Set problem — Pull out every line of the material below that contains the string "fish". Case counts.

Provided records —
◆ ◆ ◆ ◆ ◆ ◆ ◆

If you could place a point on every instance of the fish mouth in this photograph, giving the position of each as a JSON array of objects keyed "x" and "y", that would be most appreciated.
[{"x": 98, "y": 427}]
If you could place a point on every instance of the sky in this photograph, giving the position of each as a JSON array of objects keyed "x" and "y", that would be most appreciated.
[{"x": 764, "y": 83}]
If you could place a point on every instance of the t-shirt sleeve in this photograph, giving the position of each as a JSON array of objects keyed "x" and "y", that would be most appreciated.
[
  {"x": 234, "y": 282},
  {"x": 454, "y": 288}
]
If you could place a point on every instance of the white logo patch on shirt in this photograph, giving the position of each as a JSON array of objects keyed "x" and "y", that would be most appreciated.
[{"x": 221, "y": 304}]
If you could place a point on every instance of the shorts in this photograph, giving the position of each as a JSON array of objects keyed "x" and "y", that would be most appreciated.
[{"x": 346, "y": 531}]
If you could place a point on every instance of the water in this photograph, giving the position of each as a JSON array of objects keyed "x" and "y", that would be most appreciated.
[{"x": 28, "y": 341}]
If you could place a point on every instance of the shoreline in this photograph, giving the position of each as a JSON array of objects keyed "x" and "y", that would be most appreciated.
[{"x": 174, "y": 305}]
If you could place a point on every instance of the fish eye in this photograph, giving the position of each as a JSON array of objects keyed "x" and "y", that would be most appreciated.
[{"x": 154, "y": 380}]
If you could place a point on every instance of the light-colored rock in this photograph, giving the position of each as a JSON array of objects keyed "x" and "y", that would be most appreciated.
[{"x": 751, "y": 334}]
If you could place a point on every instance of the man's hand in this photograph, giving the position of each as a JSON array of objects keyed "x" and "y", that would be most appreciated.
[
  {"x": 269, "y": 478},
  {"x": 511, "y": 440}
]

◆ ◆ ◆ ◆ ◆ ◆ ◆

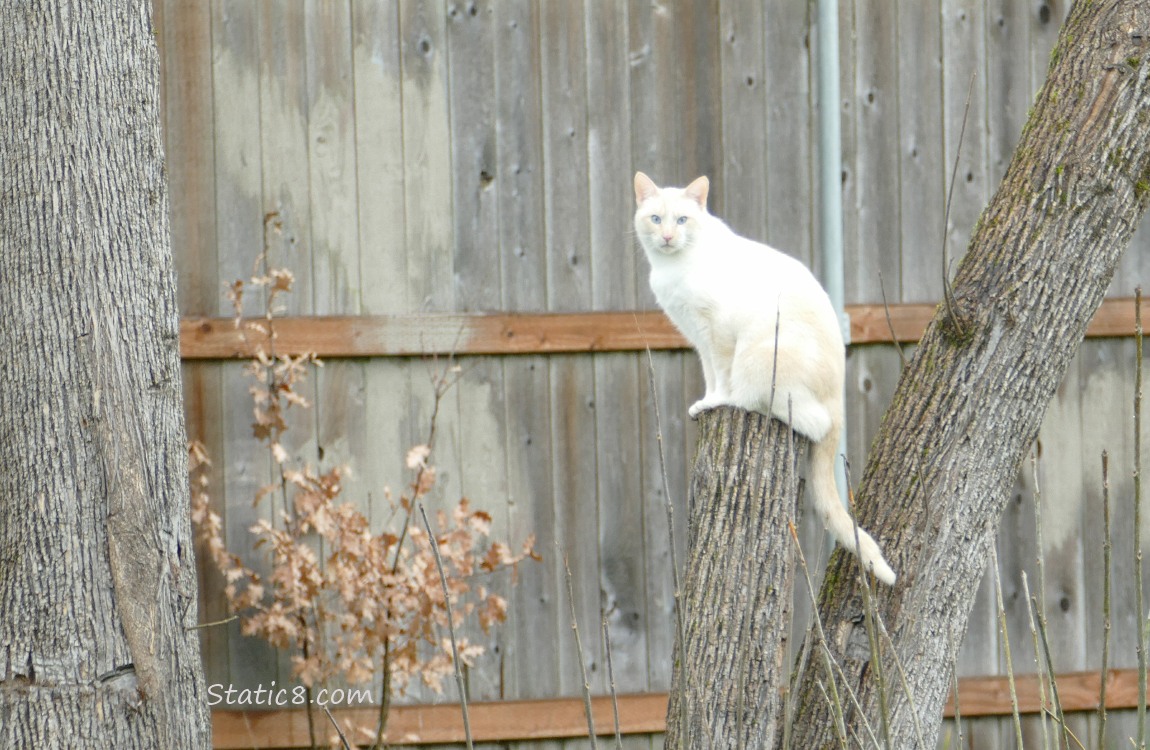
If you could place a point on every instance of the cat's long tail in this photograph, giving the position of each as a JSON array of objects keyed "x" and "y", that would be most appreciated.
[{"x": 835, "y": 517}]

◆ ◆ ◆ ◆ ◆ ◆ ◆

Written response —
If you could place a point on every instance of the fish mouth in this photograph, giving the position of each as a JSON array of objects keyed "x" and "y", that would be most appreciated.
If you could place a point on every instance of the fish eye in this photograph, giving the position of each as a JSON array of objects keyed "x" and "y", that would be most appreciated.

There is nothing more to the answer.